* [SELECTED PASSAGE]
-----
As you can see, it is more in the spirit of the original Wilderness Act that says “no other form of mechanical transport.” And evidence is beginning to pile up that bicycles were never meant to be in Wilderness Areas.

In a May 2, 2016 opinion piece in the High Country News, Andy Wiessner wrote an account of a meeting between the Forest Service and Congressmen Mo Udall and John Seiberling, both Chairs of Committees in Congress regarding public lands.  At the meeting held in the early 1980s, both Congressmen confirmed that mountain bikes are not to be in Wilderness Areas.  Andy Wiessner is a very excellent witness to this event because he was a Legislative Counsel at the time.
Screen Shot of Andy Wiessner's Article

I’ve read much of the Testimony before Congress leading up to the passage of the Wilderness Act. It’s true that Congress was concerned about motorized uses in Wilderness Areas. The Interstate Highway System was being built at the time and several Congressmen were concerned about a flood of cars heading west while people were on vacation, etc. But to say that Congress was only worried about motorized uses is a misstatement. Congressman Compton White asked the following question during the hearings. “I am talking about the mechanical contraption with wheels that goes behind the horse. The buggy. Or spring wagon. This is considered-and this is not a mechanical device?” It’s obvious that Congressman White was concerned about more than just motorized uses. And after that hearing the Wilderness Act was changed to include the words “no other form of” in front of “mechanical transport.” And that’s the wording in the final version of the Act.
-----
Stored data:
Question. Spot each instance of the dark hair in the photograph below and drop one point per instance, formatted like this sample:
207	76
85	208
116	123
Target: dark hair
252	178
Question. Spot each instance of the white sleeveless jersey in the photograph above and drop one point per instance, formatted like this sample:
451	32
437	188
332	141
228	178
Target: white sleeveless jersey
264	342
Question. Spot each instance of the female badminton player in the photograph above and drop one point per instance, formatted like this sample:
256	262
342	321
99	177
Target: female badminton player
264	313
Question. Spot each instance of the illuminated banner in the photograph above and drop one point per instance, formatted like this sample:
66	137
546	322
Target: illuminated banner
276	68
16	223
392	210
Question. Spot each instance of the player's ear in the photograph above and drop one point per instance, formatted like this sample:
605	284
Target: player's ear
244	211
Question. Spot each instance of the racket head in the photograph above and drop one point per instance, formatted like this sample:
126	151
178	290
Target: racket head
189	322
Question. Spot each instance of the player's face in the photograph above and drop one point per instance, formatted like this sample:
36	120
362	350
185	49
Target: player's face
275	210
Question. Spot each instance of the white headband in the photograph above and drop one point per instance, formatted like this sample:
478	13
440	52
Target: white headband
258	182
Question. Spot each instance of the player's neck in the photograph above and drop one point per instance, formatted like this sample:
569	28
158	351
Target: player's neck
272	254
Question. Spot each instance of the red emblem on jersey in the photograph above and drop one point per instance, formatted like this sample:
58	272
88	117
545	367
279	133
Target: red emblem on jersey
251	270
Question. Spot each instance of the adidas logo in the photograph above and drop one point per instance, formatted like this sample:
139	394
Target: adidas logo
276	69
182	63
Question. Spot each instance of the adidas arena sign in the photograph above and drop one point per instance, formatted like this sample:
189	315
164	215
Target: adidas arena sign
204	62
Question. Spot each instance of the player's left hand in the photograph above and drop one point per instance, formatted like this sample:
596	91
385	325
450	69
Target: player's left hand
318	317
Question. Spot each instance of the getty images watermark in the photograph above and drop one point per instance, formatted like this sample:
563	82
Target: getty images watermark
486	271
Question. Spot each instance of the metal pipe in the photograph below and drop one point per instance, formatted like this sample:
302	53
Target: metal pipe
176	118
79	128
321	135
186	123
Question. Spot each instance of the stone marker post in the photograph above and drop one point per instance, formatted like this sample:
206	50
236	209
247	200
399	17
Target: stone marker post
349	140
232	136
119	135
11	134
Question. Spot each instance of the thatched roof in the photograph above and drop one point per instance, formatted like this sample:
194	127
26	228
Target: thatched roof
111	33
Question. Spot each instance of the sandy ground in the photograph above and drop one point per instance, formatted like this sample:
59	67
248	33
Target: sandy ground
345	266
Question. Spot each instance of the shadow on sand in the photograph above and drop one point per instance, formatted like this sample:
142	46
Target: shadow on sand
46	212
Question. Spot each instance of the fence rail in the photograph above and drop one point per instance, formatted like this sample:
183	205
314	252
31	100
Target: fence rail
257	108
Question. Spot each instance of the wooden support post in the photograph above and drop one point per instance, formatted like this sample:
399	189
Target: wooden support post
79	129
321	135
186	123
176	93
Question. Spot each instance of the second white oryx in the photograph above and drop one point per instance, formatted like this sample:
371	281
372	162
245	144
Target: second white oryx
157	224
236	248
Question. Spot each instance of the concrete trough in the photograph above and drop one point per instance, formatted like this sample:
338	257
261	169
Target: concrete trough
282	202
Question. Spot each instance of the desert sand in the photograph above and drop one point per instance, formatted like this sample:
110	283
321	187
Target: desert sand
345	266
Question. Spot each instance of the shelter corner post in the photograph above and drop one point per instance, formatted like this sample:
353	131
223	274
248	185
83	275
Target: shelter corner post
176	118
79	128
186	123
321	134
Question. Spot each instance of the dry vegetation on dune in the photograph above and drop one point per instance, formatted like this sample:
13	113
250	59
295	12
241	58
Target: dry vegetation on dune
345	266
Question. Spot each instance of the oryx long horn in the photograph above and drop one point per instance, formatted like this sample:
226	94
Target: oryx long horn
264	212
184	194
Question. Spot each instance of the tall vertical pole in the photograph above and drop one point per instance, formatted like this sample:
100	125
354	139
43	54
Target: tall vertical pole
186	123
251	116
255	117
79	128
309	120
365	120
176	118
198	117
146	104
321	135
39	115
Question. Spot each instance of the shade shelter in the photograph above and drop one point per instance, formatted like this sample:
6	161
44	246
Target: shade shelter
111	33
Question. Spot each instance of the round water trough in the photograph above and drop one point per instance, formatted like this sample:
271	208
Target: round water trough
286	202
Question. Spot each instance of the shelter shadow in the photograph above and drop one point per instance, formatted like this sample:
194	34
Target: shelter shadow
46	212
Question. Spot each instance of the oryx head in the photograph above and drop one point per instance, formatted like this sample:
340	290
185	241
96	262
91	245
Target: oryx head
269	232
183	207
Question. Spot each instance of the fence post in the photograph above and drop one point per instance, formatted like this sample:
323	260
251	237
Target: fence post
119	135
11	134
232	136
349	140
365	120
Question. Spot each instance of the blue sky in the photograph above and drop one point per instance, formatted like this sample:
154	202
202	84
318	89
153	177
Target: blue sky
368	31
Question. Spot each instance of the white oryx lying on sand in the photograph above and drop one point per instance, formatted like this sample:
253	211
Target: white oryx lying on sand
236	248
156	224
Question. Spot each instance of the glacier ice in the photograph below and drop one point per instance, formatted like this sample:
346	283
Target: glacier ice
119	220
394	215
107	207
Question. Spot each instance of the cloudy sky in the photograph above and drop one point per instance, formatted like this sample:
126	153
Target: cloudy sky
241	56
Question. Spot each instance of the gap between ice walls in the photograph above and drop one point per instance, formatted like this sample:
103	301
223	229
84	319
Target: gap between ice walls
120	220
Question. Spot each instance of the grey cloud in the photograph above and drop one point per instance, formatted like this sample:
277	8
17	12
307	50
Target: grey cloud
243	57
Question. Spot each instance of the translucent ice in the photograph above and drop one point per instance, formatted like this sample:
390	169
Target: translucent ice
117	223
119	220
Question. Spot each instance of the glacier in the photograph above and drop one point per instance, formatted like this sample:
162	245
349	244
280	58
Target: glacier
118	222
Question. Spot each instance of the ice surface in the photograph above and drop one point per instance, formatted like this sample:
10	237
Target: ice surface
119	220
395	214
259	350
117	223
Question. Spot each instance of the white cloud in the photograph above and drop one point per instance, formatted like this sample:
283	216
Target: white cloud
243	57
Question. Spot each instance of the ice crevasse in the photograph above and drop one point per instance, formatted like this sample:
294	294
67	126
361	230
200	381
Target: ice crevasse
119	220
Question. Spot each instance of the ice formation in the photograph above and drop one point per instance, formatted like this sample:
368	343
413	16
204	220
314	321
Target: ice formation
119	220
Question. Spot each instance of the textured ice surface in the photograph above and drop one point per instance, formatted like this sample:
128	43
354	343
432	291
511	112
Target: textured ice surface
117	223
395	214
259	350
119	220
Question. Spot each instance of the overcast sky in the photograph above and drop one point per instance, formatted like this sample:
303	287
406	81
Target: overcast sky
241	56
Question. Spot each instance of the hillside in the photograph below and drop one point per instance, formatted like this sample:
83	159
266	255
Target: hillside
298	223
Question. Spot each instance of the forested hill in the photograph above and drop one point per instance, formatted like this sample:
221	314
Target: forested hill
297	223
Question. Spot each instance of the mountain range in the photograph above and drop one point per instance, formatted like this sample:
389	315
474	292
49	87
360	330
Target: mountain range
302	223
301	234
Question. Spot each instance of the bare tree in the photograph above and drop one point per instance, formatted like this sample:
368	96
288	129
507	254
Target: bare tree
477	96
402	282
-----
* [DIRECTIONS]
1: In the Wilderness Act passage, what position did Andy Wiessner hold at the time of the meeting in the early 1980s?
2: Retype the Wilderness Act passage from "In a May 2, 2016" to "at the time.".
The listing was drawn from a different source than the Wilderness Act passage.

* [REPLIES]
1: He was a Legislative Counsel.

2:
In a May 2, 2016 opinion piece in the High Country News, Andy Wiessner wrote an account of a meeting between the Forest Service and Congressmen Mo Udall and John Seiberling, both Chairs of Committees in Congress regarding public lands.  At the meeting held in the early 1980s, both Congressmen confirmed that mountain bikes are not to be in Wilderness Areas.  Andy Wiessner is a very excellent witness to this event because he was a Legislative Counsel at the time.